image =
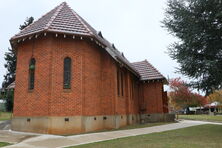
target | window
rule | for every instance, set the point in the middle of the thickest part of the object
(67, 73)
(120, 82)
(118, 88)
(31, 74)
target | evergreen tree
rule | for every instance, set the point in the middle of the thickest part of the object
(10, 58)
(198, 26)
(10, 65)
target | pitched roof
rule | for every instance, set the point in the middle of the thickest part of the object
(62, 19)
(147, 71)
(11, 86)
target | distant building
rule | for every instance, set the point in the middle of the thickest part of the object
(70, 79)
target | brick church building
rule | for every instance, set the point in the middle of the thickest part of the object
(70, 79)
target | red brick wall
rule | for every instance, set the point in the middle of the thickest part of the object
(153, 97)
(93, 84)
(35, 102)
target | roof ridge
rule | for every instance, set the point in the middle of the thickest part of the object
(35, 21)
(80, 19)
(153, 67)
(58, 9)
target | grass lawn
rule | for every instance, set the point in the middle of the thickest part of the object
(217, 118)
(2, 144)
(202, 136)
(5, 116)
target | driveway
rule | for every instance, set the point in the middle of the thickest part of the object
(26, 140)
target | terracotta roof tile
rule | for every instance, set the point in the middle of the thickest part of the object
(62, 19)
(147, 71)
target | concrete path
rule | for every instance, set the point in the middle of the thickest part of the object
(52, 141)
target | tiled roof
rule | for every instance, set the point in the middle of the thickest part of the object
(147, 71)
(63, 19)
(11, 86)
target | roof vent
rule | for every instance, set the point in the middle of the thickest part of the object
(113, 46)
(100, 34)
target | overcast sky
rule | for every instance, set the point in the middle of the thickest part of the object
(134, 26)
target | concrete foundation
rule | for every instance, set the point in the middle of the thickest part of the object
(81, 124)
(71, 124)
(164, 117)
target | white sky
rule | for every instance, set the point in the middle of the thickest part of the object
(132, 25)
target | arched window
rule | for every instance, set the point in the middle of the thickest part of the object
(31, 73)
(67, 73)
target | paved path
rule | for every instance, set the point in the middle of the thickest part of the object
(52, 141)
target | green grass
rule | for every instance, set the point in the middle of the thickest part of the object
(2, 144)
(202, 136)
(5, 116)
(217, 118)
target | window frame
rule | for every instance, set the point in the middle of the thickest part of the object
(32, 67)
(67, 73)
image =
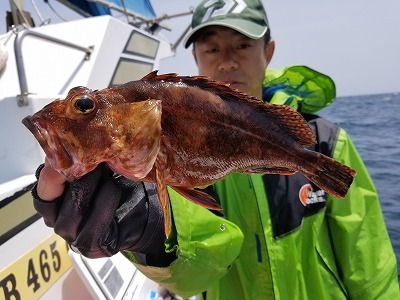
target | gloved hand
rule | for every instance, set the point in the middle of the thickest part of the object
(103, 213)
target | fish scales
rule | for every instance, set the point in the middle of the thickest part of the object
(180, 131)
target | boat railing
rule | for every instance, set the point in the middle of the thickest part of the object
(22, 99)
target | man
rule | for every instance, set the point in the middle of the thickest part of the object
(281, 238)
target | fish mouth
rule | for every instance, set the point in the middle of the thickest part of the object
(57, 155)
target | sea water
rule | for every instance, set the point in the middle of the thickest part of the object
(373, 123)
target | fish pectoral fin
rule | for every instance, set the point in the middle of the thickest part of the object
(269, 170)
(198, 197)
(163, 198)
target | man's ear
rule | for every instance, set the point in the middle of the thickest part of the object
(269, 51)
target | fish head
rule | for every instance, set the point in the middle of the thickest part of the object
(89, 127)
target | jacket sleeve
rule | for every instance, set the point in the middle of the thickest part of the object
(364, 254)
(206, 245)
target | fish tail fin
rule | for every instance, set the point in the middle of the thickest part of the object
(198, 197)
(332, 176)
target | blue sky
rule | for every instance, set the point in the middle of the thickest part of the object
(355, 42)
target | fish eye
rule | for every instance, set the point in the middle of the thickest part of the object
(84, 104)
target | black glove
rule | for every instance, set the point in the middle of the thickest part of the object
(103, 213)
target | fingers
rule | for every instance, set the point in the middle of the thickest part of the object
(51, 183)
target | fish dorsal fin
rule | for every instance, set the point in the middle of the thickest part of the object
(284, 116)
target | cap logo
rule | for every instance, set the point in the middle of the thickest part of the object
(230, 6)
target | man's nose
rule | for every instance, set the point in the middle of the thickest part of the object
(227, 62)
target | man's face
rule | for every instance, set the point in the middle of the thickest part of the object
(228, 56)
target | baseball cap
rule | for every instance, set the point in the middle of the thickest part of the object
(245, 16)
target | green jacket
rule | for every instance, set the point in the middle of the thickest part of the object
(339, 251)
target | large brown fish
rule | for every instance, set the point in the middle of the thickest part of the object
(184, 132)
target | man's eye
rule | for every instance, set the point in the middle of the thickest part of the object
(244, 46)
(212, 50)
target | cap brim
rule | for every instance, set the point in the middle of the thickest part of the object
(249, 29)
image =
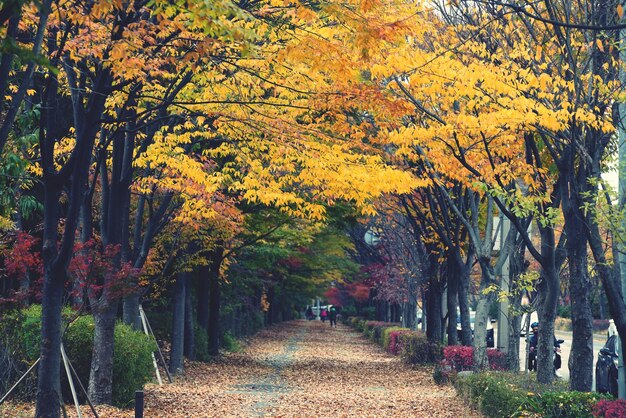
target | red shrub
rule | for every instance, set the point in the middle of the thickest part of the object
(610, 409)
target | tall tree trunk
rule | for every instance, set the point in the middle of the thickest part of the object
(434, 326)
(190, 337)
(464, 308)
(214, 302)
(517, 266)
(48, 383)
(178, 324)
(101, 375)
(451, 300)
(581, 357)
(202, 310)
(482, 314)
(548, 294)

Work instruction
When you reach an image, pass over it, and retype all other material exactly.

Answer
image =
target | window
rule | for every instance, set the point in the middle of the thickest part of the object
(67, 73)
(120, 82)
(118, 88)
(31, 74)
target | evergreen tree
rule | for every instance, set the point in the middle of the thickest part of the object
(10, 58)
(198, 26)
(10, 65)
target | pitched roof
rule | for every instance, set the point in the middle of the thickest part of the object
(62, 19)
(147, 71)
(11, 86)
target | distant building
rule | for every instance, set the point in the middle of the thickest part of the object
(70, 79)
target | brick church building
rule | for every instance, set the point in the middle of the thickest part of the object
(70, 79)
target | red brick wall
rule | for every instance, set the point in the middle of the thickest part of the object
(153, 97)
(93, 84)
(35, 102)
target | roof ridge
rule | for every instance, set the point in the middle of the thickest part of the object
(35, 21)
(80, 19)
(153, 67)
(58, 9)
target | grass lawn
rule | for every instance, set the point in the middle of the thickest part of the object
(217, 118)
(2, 144)
(202, 136)
(5, 116)
target | driveway
rule | for every instance, set the point in the middle of the thickest part of the object
(26, 140)
target | terracotta roof tile
rule | for every instance, set the point in the middle of the thickest part of the object
(62, 19)
(147, 71)
target | concrete path
rule | for every instance, set the point in the middle of the thickest part of the object
(52, 141)
target | tiled roof
rule | for every instance, set the point in the middle of the thickest part of the object
(147, 71)
(63, 19)
(11, 86)
target | roof vent
rule | for every instance, set the point in the middle of the thickest part of the object
(113, 46)
(100, 34)
target | overcast sky
rule | for every instance, set the point in the middle of the thickest part of the object
(134, 26)
target | concrete foundation
rule | for every instance, set the point in the middle of the thickest part of the object
(81, 124)
(71, 124)
(164, 117)
target | white sky
rule | for every instance, set the point in the middle of the thickest part of the object
(132, 25)
target | arched window
rule | for every instance, set the point in the middle of the thickest part of the object
(31, 73)
(67, 73)
target | paved path
rule | for every instance, set the point in the middle of the thickest part of the object
(52, 141)
target | green grass
rule | for every instance, set the point in the middle of the thickest part of the object
(2, 144)
(202, 136)
(5, 116)
(217, 118)
target | window frame
rule | for every instance, set the point in the middle of the thickest part of the object
(32, 67)
(67, 73)
image =
target | gloved hand
rule | for every instance, set the point in the middle of the thickest part of the object
(103, 213)
target | fish scales
rule | for every instance, set the point in the middle of the thickest part of the object
(180, 131)
target | boat railing
rule | for every instance, set the point in the middle of the thickest part of the object
(22, 99)
target | man
rule | for every instance, set the point in the middle of the thickest part of the object
(281, 238)
target | fish mouth
rule | for every instance, set the point in the middle of the thickest part of the object
(57, 155)
target | sea water
rule | for every instance, set the point in the middle of the thickest part of the object
(373, 123)
target | fish pectoral fin
rule | for every instance, set the point in the middle of the thickest part of the object
(269, 170)
(198, 197)
(163, 198)
target | man's ear
rule | for every instance, set the point in the middle of the thickest part of the object
(269, 51)
target | fish head
rule | for every instance, set the point in the middle of the thickest part of the object
(89, 127)
target | jacket sleeve
rule | for every instance, set the point in the middle of the thickest part of the object
(364, 254)
(206, 245)
target | fish tail fin
rule | for every instance, set the point in the middle of the thickest part of the object
(198, 197)
(332, 176)
target | blue sky
rule | for every instance, set the point in the middle of the thickest part of the object
(355, 42)
target | fish eye
rule | for every instance, set the point in the middle of the thickest part of the object
(84, 104)
target | black glove
rule | for every instance, set the point in the middle of the thickest part of the object
(103, 213)
target | fingers
rule | for every instance, set the point in the middle of the thickest part of the object
(51, 183)
target | fish dorsal fin
rule | for every instance, set the point in the middle of the thickest part of the object
(284, 116)
target | cap logo
rule | for every instance, set the point in the middle of the thickest part of the object
(230, 6)
target | man's nose
rule | for every instance, set the point in the middle of the thickest part of the object
(227, 62)
target | man's face
rule | for every instance, set the point in the middle of the thickest part of the object
(228, 56)
target | baseball cap
rule | for every instance, set the point in the middle of the thickest part of the object
(245, 16)
target | green jacket
rule | for every instance, set the point in the middle of the thickest part of the object
(339, 251)
target | large brown fish
rule | for every instance, set the point in the middle of the thickest part of the object
(184, 132)
target | man's eye
rule | for every instance, set the point in the middle of the thickest part of the object
(244, 46)
(212, 50)
target | cap brim
rule | for every instance, set the point in the middle of the thickest part of the object
(249, 29)
image =
target | red shrub
rule | for every instance, set the point in the middle of the thickest part of the object
(610, 409)
target | tall tree trunk
rule | for every instance, set the point in the middle of the thickest part of the object
(434, 326)
(190, 337)
(464, 308)
(214, 302)
(517, 266)
(48, 383)
(178, 324)
(101, 375)
(451, 300)
(581, 357)
(202, 310)
(482, 314)
(548, 294)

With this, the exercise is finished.